EXERCISE MATERIAL
================================
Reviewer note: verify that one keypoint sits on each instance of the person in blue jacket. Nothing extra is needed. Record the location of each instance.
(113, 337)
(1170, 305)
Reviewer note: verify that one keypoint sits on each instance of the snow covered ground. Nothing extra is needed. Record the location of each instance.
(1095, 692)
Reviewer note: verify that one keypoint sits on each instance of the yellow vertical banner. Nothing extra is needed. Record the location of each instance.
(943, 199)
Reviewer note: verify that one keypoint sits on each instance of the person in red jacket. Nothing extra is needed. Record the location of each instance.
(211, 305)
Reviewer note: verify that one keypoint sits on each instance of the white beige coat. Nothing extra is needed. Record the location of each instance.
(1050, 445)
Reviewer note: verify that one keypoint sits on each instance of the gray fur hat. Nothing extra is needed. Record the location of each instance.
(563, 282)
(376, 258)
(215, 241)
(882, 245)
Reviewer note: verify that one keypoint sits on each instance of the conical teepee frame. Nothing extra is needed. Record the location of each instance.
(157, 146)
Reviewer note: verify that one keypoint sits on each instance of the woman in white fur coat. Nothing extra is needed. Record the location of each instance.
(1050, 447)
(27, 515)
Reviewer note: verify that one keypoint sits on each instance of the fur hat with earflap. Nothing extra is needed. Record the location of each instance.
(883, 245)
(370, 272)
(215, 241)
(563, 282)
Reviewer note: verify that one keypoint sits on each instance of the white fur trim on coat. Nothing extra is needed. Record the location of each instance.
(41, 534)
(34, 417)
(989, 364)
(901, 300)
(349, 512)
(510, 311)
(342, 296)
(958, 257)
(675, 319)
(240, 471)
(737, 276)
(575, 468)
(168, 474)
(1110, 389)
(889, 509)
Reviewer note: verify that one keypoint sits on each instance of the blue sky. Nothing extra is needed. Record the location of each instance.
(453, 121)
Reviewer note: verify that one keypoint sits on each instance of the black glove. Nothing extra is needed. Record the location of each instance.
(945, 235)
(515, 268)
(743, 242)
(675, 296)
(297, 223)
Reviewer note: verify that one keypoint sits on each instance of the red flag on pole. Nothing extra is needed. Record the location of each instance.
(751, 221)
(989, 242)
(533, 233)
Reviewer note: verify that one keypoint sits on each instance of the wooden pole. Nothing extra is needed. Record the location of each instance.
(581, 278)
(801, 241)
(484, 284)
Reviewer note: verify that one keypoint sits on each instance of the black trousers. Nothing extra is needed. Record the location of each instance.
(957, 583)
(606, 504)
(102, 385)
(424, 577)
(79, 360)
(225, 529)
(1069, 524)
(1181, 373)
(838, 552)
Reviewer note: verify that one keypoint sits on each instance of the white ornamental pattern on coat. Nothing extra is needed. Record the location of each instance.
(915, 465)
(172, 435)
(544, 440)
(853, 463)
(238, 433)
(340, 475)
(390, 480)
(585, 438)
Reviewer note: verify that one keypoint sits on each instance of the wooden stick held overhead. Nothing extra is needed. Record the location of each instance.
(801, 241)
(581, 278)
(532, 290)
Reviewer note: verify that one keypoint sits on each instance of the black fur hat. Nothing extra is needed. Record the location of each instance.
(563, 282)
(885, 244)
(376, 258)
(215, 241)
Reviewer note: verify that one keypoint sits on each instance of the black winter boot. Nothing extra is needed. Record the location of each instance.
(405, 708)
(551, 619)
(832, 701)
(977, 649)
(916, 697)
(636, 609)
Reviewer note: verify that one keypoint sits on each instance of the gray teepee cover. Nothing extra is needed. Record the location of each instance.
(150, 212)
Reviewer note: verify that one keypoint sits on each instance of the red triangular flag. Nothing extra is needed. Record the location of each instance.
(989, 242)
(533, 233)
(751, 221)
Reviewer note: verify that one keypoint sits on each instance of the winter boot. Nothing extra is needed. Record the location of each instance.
================================
WORK TO COMPLETE
Write out all of the data above line for line, without changing a word or a number.

WRITTEN RESPONSE
Reviewer note: verify that one keypoint sits on each instance of the person in blue jacket. Nothing extra is needed. Record the location of each instance.
(113, 337)
(1170, 305)
Reviewer note: verify that one keypoint sits on each instance of the snow covered ground. Nothing extra is needed. Record the location of each instance.
(1095, 692)
Reviewer note: verify that one keypoint sits on each instance of the yellow vertical banner. Nothing extra is needed. Record the location of each instance.
(943, 199)
Reviewer note: verify that one keypoint sits on each instance of the person in red jacket. Nothing extra is needed. Record the location of each instance.
(211, 305)
Reviewer note: verify that one keypoint sits on each instance of the white beige coat. Nothing extra is needed. Record the location of each instance.
(1050, 445)
Reviewer note: verify that one keypoint sits on each instance of the gray fur hat. Nothing extra is needed. Record the location of each instance.
(563, 282)
(376, 258)
(215, 241)
(882, 245)
Reviewer note: verify that one keypoint sits on each instance of the conical teepee frame. Nothing extra is needed. Record the location of each instance.
(157, 146)
Reviewer note: verify that one keypoint sits on each instance of the woman in white fur coat. Nothing extra is needed. Record the location of each instance.
(1050, 447)
(27, 515)
Reviewer note: verify that one keypoint sits on each instance of the fur hat with earflap. Nothing extra is needed. Record the location of each instance.
(883, 245)
(370, 272)
(215, 241)
(563, 282)
Reviewer note: verify that one keypoint sits on each instance of the white fur trim on coat. Nothing extra is needed. Record the location of each instance.
(41, 534)
(34, 417)
(989, 364)
(901, 300)
(349, 512)
(510, 311)
(342, 296)
(958, 257)
(675, 319)
(240, 471)
(737, 276)
(575, 468)
(168, 474)
(1110, 389)
(889, 509)
Reviewer note: verify that one keypoint sits on each instance of the blue sky. Nothing extra is needed. Record the location of each instance.
(453, 121)
Reviewer note: verify that one keypoint sits on each instance of the black glove. Nothing extra is needed. Record the location of each instance.
(945, 235)
(515, 268)
(743, 242)
(675, 296)
(297, 223)
Reviewer note: verify that one keypoint sits on each instance of the red flag on pole. Nothing extra is needed. Record the location of each instance.
(751, 221)
(989, 242)
(533, 233)
Reviewer note: verify that one keypoint sits on each instance of the wooden pole. Nothing extra is needed. Record the location of each instance.
(581, 278)
(801, 241)
(484, 284)
Reviewer note: verify that one keypoint sits on each instance of the black trousers. Nothing extra is needed. Record the location of each instance.
(957, 583)
(606, 504)
(102, 385)
(424, 577)
(79, 360)
(225, 529)
(1069, 524)
(1181, 373)
(838, 552)
Reviewer note: verify that one keypoint sits on each instance of the white ornamental pattern on coat. Nothing extra is needed. Record the location of each instance.
(915, 465)
(172, 435)
(544, 440)
(853, 463)
(238, 433)
(340, 475)
(390, 480)
(585, 438)
Reviewer note: verify that one keypoint sits on each instance of the wooden stick held overhead. Nothing extra is needed. Record the location of each instance.
(801, 241)
(581, 278)
(532, 290)
Reviewer note: verify that one keypoint sits on each instance of the black fur hat. Nothing extra is needed. Record the location of each instance.
(563, 282)
(885, 244)
(376, 258)
(215, 241)
Reviewer note: verify that one keypoint sits on each instance of the black winter boot. Nothing extra is needed. Record the location of each instance.
(405, 708)
(551, 619)
(832, 701)
(977, 649)
(916, 697)
(636, 609)
Reviewer note: verify that one keypoint sits on each instance of the gray teepee cover. Nothing extra is needed. Record the location of each instance.
(150, 212)
Reviewer note: verify that one keypoint sits on each instance of the red triangular flag. Nothing extra is needed. Record the location of each instance.
(989, 242)
(533, 233)
(751, 221)
Reviewer note: verify that one keypoint sits on each instance of the winter boot. Nothing extra is needed. Record the location of each instance.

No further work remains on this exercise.